What is asked:
(1) According to the B.C. education column, where does British Columbia rank among the provinces in per pupil funding?
(2) Write down the part of the B.C. education column starting with "It looks like" and going on through "party is elected.".
(3) Resume the B.C. education column after its last sentence and carry it forward.

Source passage:
--------------------------------
It looks like education could be a central issue in next May’s provincial election. Here’s my list of seven key commitments that should form the core of education policy for whichever party is elected.
1. Make sure British Columbia is competitive when it comes to education funding. B.C. ranks ninth of the 10 provinces in per pupil funding, according to the Canadian Centre for Policy Alternatives, and it’s dropped dramatically as a percentage of GDP — from 3.3 per cent in 2001 to a projected 2.5 per cent in 2016 — about $2 billion a year. We don’t have to spend the most. But let’s reach for the top rather than race to the bottom. The new government should pledge to bring us into the top half of per pupil spending before the end of its four-year mandate. Imagine the reductions in class sizes, the improvements in services to kids with special needs, the schools that could be re-opened, the added librarians and counsellors if we weren’t scraping the bottom of the barrel when it comes to providing resources for our kids.
--------------------------------
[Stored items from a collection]
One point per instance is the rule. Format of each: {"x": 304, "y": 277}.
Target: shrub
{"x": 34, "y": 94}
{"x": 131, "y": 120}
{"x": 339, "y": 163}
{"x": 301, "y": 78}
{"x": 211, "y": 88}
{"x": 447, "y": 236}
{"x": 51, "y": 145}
--------------------------------
Expected responses:
(1) Ninth of the 10 provinces.

(2)
It looks like education could be a central issue in next May’s provincial election. Here’s my list of seven key commitments that should form the core of education policy for whichever party is elected.

(3)
2. Stop spending public dollars on private schools. Parents have a right to send their kids to private schools. But they shouldn’t expect the rest of us to subsidize them. Funding to private schools, which has been increasing at a staggering rate, should be allocated to our public system — a system that welcomes every child regardless of religion, wealth, ability or disability. None of us would try to prevent people from playing golf at private golf courses if they want to, but people who play at private clubs don’t expect us to pay part of their green fees. Government should advocate enthusiastically for the public system and stop the drift to privatization.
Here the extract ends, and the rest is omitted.